[GIVEN PROBLEM] Quote every line of the listing below verbatim, leaving out the pictures.

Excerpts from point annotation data

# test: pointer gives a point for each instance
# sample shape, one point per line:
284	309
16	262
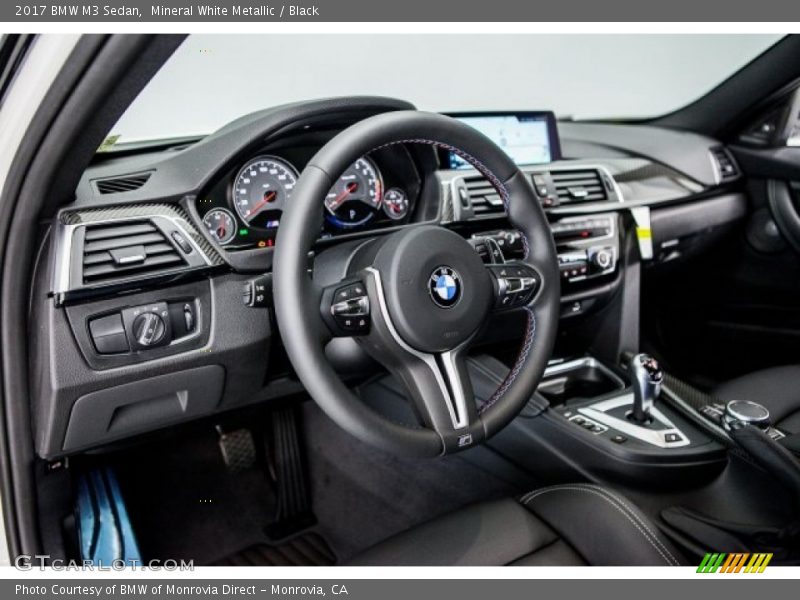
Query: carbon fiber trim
120	213
170	219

[SOLVED PROBLEM]
# test: pointer gives a point for each instance
# sample shape, one point per line:
284	309
16	262
Query: carbon fiber trim
120	213
170	219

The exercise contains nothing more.